TRY IT: Lines from the one containing "Where can the street" through the end of the data below are to be transcribed exactly; leave out all others.

*** Opening EXCERPTED DATA ***

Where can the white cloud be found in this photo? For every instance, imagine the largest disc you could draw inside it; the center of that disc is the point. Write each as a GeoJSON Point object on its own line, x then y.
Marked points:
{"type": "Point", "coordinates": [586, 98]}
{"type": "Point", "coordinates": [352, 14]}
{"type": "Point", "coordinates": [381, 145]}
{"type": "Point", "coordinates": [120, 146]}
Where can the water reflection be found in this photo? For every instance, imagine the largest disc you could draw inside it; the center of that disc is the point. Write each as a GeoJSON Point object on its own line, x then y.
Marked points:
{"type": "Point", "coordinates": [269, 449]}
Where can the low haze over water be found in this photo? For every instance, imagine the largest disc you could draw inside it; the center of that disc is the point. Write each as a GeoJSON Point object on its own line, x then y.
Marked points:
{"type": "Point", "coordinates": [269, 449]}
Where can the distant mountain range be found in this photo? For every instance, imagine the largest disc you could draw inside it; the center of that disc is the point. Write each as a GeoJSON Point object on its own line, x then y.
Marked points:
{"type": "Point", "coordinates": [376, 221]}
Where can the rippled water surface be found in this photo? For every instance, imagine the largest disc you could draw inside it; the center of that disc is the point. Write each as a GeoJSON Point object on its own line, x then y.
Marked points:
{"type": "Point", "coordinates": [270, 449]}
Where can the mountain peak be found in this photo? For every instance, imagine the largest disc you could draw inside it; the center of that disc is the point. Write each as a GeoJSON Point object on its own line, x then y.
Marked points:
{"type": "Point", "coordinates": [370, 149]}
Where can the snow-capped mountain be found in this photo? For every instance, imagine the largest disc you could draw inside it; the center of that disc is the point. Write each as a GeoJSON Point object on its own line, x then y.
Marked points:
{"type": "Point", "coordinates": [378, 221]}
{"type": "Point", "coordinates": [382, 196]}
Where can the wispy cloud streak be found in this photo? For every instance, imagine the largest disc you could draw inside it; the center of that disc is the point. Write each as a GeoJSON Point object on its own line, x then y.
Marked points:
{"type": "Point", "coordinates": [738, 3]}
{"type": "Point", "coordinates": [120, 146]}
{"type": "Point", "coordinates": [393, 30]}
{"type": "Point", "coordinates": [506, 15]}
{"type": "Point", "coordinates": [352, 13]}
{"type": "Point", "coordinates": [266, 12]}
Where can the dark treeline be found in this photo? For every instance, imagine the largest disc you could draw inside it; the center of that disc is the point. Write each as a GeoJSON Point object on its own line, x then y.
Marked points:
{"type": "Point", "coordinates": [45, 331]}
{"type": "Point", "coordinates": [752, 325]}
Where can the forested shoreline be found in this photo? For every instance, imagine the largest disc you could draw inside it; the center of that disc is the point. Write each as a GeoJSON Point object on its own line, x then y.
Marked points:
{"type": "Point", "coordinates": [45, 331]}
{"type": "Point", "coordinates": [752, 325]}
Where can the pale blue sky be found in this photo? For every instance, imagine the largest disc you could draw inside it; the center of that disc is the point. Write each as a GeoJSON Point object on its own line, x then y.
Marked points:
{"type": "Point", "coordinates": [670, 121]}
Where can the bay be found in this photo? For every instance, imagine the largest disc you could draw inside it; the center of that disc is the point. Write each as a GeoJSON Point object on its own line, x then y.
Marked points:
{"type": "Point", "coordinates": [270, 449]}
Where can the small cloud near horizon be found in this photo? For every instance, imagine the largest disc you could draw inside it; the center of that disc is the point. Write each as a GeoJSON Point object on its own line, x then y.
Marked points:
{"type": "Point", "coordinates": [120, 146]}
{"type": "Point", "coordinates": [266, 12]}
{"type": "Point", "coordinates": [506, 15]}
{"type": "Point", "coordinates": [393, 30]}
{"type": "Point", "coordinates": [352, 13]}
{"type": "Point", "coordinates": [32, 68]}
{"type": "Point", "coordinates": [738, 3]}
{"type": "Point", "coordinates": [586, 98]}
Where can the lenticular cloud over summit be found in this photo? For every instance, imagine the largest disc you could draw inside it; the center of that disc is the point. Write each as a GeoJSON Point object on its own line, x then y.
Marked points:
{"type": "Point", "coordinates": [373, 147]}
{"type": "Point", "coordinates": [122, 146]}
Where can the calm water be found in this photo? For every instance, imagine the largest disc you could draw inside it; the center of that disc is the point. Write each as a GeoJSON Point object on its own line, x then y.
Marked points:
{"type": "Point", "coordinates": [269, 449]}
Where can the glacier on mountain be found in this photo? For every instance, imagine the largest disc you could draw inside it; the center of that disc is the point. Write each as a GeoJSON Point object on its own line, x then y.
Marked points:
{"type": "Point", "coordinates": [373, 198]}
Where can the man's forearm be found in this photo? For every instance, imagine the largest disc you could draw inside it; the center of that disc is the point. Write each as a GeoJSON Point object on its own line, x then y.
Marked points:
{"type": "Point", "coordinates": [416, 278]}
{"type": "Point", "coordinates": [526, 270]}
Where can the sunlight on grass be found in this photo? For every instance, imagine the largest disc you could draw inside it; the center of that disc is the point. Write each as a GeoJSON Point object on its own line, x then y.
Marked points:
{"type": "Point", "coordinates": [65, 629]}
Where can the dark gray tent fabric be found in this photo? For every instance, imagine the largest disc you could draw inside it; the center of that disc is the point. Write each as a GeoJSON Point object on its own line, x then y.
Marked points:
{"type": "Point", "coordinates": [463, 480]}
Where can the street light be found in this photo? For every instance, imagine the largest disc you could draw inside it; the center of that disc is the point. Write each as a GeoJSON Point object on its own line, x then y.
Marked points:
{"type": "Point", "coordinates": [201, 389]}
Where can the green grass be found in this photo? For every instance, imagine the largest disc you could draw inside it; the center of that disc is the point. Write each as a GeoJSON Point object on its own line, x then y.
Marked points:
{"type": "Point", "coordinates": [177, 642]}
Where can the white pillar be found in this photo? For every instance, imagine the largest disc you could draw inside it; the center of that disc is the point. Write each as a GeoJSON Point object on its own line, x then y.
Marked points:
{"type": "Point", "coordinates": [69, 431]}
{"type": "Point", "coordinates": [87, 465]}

*** Closing EXCERPTED DATA ***

ANSWER BOX:
Where can the street light be found in this photo? For every instance, imagine the largest disc you could draw inside it; the center of that disc is the point. Write each as a GeoJSON Point object on its own line, x then y.
Marked points:
{"type": "Point", "coordinates": [201, 389]}
Where can the green grass be found in this photo? For every instance, imagine the largest disc you could draw inside it; the center of that disc is the point. Write each as a GeoJSON Point object on its own line, x then y.
Marked points:
{"type": "Point", "coordinates": [177, 642]}
Where can the white pillar be found in this photo? For every instance, imagine the largest disc you could draw inside it; the center of that disc is the point. Write each as a GeoJSON Point object on its own line, x then y.
Marked points:
{"type": "Point", "coordinates": [69, 431]}
{"type": "Point", "coordinates": [87, 465]}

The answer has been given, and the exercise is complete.